**PROBLEM DESCRIPTION**
Rewrite every entry below, replacing "thickest part" with "widest part" wherever it occurs and leaving everything else unchanged.

Stored dataset entries:
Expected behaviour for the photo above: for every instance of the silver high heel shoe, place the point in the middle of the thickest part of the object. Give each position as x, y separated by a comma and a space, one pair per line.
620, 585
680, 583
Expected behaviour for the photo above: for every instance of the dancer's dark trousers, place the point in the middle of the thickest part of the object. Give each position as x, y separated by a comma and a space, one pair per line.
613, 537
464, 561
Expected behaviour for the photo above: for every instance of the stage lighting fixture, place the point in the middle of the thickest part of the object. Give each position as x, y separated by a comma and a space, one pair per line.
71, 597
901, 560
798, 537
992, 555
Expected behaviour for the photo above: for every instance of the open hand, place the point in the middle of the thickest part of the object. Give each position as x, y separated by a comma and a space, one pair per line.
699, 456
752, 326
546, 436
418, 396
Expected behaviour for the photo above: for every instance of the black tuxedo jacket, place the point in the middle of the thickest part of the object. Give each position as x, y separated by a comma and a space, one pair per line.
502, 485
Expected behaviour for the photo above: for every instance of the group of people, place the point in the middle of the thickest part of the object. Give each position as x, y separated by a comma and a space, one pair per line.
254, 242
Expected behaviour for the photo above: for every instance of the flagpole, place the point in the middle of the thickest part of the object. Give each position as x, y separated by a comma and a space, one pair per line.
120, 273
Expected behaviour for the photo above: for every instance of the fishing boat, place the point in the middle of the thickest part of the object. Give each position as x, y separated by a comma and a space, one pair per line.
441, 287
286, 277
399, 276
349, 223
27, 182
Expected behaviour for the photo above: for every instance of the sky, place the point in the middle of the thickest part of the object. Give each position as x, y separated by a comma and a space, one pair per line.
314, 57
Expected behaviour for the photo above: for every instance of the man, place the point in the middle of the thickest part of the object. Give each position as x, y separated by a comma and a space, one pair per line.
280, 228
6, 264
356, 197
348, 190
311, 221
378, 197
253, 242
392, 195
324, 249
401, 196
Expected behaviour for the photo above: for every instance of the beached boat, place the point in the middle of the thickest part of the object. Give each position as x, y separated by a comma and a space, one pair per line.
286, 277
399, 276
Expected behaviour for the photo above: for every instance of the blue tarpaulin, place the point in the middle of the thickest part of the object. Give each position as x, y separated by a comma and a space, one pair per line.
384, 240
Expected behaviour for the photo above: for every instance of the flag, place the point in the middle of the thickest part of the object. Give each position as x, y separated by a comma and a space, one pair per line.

**RIGHT ANSWER**
Expected behaviour for the photo above: for every instance of the silver high heel shoe, place the point in the middle of the widest part of the object. Give each position as x, y separated by a comma and a space, one pair per line.
620, 585
680, 583
Expected behaviour for the photo above: for every instance of the dancer's dark trousers, place the point in the middle of the widest part of the object. Give each position as x, y separated by a comma and a space, one pair per line.
613, 537
464, 561
Expected behaviour for the photo above: for every instance of the stage lighting fixture, place the point in the middle of the widest part of the object. Give each position as x, y separated by a comma and a space, one pair per line.
71, 597
901, 560
798, 537
992, 555
Expected behaviour for the photo above: for every instance of the open hand, place the point in the middle of the widest part of the object. Give each position as x, y separated by a comma and a space, one pair per line.
699, 456
752, 326
546, 436
418, 396
Expected behaviour for the photo above: for every instance of the black tuxedo jacket, place the point in the middle of the widest part of the object. Give each position as x, y separated by a comma and a space, one pair per line.
502, 485
Expected behaviour for the photo above: for every instance of the group of people, place the point in the middle of the widest part of the object. Give each position as x, y separated by a comma and a space, one pair per line.
254, 242
Expected behaviour for the photo above: for every instance of the flagpole, place the point in the middle of the widest part of the object. Give each position as x, y separated by a comma and a space, one pair per line.
120, 273
Expected behaviour for the photo above: for every instance of the fishing boat, place the point in the middle of the widest part of the object. Give each position as x, y separated by a comma and a space, one pair per line.
441, 287
286, 277
399, 276
349, 223
27, 182
Expected behaviour for the photo above: for every instance of the sky, place the point in the middle of the widest part of the object. Give each position as x, y separated by a comma and a space, one pair per line.
314, 57
Expected behaviour for the photo above: for every instance of the man, place the point in the middle of the widest part of the object. Give each position as x, y separated by a comma and a space, one pair per line.
280, 228
6, 264
356, 197
348, 190
311, 221
378, 197
253, 242
392, 195
324, 249
401, 196
Expected behaviour for the photo above: for every instance of the beached boat, place the point in the middle of the widest part of the object. Give each position as x, y separated by a comma and a space, one pair per line.
286, 277
399, 276
Expected behaviour for the photo above: for every instance of the blue tarpaulin, place the point in the middle of the widest part of the object. Give each position as x, y separated by a comma and a space, one pair per line.
384, 240
Expected behaviour for the photo above: for every instance of the flag, place the point in the middle of the widest part of the object. Give each position as x, y separated by a comma and a space, one pair per line.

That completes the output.